Problem requirements: What is needed here is every entry, retyped exactly.

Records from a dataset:
Content starts

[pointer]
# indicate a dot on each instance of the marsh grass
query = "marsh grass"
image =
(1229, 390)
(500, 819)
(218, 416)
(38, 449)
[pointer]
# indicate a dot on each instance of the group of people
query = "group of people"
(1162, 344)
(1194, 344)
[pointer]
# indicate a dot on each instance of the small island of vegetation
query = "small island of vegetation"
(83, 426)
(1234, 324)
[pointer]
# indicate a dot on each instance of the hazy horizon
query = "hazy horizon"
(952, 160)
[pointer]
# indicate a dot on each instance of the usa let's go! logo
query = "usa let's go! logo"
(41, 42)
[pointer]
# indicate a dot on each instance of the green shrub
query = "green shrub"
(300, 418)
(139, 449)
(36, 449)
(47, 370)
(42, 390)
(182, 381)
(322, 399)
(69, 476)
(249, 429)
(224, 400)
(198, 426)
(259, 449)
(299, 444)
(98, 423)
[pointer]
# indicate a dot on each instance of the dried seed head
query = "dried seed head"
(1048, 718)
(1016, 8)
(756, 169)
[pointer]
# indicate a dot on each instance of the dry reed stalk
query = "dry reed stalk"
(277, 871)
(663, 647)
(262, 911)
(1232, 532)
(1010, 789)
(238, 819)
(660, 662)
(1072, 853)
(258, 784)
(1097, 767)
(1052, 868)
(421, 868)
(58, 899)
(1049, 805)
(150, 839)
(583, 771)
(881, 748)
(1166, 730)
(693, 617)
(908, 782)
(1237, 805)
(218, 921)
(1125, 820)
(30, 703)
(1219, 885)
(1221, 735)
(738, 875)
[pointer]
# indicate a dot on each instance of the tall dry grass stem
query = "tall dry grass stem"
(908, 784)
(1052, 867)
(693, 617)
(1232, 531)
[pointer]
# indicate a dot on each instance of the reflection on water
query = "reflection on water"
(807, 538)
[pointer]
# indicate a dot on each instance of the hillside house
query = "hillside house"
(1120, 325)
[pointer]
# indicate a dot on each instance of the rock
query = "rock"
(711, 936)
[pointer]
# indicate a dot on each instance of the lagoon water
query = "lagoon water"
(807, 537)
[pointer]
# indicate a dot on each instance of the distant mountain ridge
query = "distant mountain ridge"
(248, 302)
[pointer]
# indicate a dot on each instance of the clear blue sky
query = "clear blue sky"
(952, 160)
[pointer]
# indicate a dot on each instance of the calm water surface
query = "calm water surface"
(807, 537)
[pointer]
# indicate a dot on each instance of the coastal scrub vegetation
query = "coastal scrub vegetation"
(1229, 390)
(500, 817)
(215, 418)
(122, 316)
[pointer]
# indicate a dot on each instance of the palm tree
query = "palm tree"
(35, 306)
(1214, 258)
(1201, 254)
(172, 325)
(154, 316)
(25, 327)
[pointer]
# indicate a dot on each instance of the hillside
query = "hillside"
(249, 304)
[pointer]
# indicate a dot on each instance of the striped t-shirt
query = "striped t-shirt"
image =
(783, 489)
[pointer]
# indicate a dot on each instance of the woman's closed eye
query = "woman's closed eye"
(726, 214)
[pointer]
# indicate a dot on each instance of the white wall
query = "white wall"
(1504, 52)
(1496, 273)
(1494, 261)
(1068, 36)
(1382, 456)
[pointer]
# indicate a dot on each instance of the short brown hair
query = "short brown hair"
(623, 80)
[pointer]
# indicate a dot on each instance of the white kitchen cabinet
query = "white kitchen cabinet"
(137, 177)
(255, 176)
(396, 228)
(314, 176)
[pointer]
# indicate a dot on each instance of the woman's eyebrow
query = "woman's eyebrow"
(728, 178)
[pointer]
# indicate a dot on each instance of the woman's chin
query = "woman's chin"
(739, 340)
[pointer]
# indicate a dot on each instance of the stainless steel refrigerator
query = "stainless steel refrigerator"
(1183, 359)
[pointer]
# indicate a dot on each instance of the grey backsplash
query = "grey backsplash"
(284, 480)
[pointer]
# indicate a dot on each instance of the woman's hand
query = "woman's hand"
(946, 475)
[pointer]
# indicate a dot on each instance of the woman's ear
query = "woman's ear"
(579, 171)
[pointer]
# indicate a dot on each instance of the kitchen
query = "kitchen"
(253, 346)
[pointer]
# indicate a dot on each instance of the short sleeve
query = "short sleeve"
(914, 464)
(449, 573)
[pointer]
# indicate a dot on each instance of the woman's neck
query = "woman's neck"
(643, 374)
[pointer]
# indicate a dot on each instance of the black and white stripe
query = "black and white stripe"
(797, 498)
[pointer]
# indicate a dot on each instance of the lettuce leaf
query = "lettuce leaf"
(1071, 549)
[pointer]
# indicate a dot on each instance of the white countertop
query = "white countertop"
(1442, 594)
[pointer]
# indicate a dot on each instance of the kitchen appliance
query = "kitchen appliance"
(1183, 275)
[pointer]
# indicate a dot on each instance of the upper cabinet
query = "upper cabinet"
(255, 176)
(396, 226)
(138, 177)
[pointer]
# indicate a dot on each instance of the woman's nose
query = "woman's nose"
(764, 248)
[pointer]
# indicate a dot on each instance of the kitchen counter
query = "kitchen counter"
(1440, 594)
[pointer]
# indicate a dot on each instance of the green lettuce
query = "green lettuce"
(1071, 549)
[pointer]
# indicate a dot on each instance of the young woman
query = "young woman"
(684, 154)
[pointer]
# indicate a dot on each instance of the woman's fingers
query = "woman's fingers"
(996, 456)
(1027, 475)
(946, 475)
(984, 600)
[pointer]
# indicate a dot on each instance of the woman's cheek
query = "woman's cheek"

Content ends

Worked solution:
[pointer]
# indicate a dot on each instance of the marsh grass
query = "marsh grass"
image =
(1229, 390)
(500, 819)
(218, 416)
(38, 449)
[pointer]
# indicate a dot on each instance of the group of people
query = "group of people"
(1162, 344)
(1194, 344)
[pointer]
# indicate a dot on each instance of the small island of vegetation
query = "small island of vegetation"
(83, 426)
(1234, 324)
[pointer]
# indicate a dot on each instance of the hazy horizon
query = "hazy horizon"
(952, 160)
[pointer]
# indicate a dot on each instance of the usa let's go! logo
query = "usa let's go! logo"
(41, 42)
[pointer]
# indicate a dot on each instance of the green shrub
query = "green shrub"
(300, 418)
(139, 449)
(36, 449)
(47, 370)
(42, 390)
(182, 381)
(322, 399)
(69, 476)
(249, 429)
(224, 400)
(198, 426)
(259, 449)
(299, 444)
(98, 423)
[pointer]
# indicate a dot on each instance of the dried seed head
query = "dried seed head"
(1048, 718)
(1016, 8)
(756, 169)
[pointer]
# indicate a dot on each instance of the dry reed stalk
query = "dry reed stalk"
(277, 871)
(663, 647)
(262, 911)
(1232, 532)
(1010, 789)
(238, 819)
(660, 662)
(1072, 853)
(258, 784)
(1097, 767)
(1052, 868)
(421, 868)
(58, 899)
(1049, 805)
(150, 839)
(583, 771)
(881, 748)
(1166, 730)
(693, 617)
(908, 782)
(1237, 805)
(218, 921)
(1125, 820)
(30, 703)
(1219, 885)
(1221, 735)
(738, 875)
[pointer]
# indicate a dot on each instance of the tall dry grass stem
query = "tall dry grass stem"
(908, 784)
(1052, 867)
(693, 617)
(1232, 531)
[pointer]
# indicate a dot on each instance of the reflection on water
query = "reflection on water"
(807, 538)
[pointer]
# indicate a dot on each instance of the hillside house
query = "hillside house"
(1120, 325)
[pointer]
# indicate a dot on each instance of the rock
query = "rock"
(711, 936)
[pointer]
# indicate a dot on each instance of the lagoon water
query = "lagoon water"
(807, 537)
[pointer]
# indicate a dot on each instance of the distant mountain ridge
query = "distant mountain ridge"
(248, 302)
[pointer]
# indicate a dot on each instance of the clear blue sky
query = "clear blue sky"
(952, 160)
[pointer]
# indicate a dot on each instance of the calm water surface
query = "calm water surface"
(807, 537)
[pointer]
# indicate a dot on each instance of the coastal scrub vegetation
query = "coastal scrub vegetation"
(1229, 390)
(500, 817)
(215, 418)
(122, 316)
[pointer]
# indicate a dot on each instance of the palm tree
query = "palm tree"
(35, 306)
(1214, 258)
(1201, 254)
(172, 325)
(154, 316)
(25, 327)
[pointer]
# indicate a dot on each instance of the hillside
query = "hillside"
(249, 304)
[pointer]
# indicate a dot on each instance of the striped t-shirt
query = "striped t-shirt"
image =
(783, 489)
[pointer]
# indicate a dot on each instance of the woman's closed eye
query = "woman's closed eye"
(726, 214)
[pointer]
# indicate a dot on each instance of the white wall
query = "white wall"
(1504, 52)
(1496, 273)
(1494, 261)
(1068, 36)
(1382, 456)
[pointer]
# indicate a dot on each instance of the short brown hair
query = "short brown hair"
(623, 80)
[pointer]
# indicate a dot on each instance of the white kitchen cabinet
query = "white kitchen cabinet"
(137, 177)
(255, 176)
(396, 228)
(314, 176)
[pointer]
# indicate a dot on each instance of the woman's eyebrow
query = "woman's eyebrow"
(728, 178)
[pointer]
# indicate a dot on each instance of the woman's chin
query = "woman's chin"
(739, 340)
[pointer]
# indicate a dot on each instance of the stainless steel refrigerator
query = "stainless steel refrigerator"
(1183, 359)
[pointer]
# indicate a dot on each instance of the grey backsplash
query = "grey backsplash"
(284, 480)
[pointer]
# indicate a dot on each instance of the woman's hand
query = "woman's hand"
(946, 475)
[pointer]
# indicate a dot on each instance of the woman's ear
query = "woman's ear"
(579, 171)
[pointer]
# indicate a dot on each instance of the kitchen
query = "kitchen"
(253, 346)
[pointer]
# indicate a dot on each instance of the short sleeve
query = "short sleeve"
(914, 464)
(449, 573)
[pointer]
# indicate a dot on each instance of the woman's neck
query = "woman's neck"
(643, 374)
[pointer]
# indicate a dot on each instance of the black and white stripe
query = "black and white stripe"
(797, 498)
[pointer]
# indicate a dot on each instance of the lettuce leaf
query = "lettuce leaf"
(1071, 549)
[pointer]
# indicate a dot on each instance of the white countertop
query = "white countertop"
(1442, 594)
[pointer]
# indicate a dot on each instance of the kitchen appliance
query = "kitchen appliance"
(1183, 275)
[pointer]
# indicate a dot on each instance of the upper cabinet
query = "upper cabinet"
(255, 176)
(396, 226)
(138, 177)
[pointer]
# indicate a dot on each instance of the woman's nose
query = "woman's nose"
(764, 248)
[pointer]
# indicate a dot on each instance of the kitchen counter
query = "kitchen counter"
(1440, 594)
[pointer]
# indicate a dot on each instance of the green lettuce
query = "green lettuce"
(1071, 549)
[pointer]
# indicate a dot on each instance of the young woman
query = "young woman"
(684, 154)
[pointer]
# indicate a dot on each instance of the woman's fingers
query = "woman's fingers"
(996, 456)
(1027, 475)
(946, 475)
(984, 600)
[pointer]
# indicate a dot on each instance of the woman's cheek
query = "woman's cheek"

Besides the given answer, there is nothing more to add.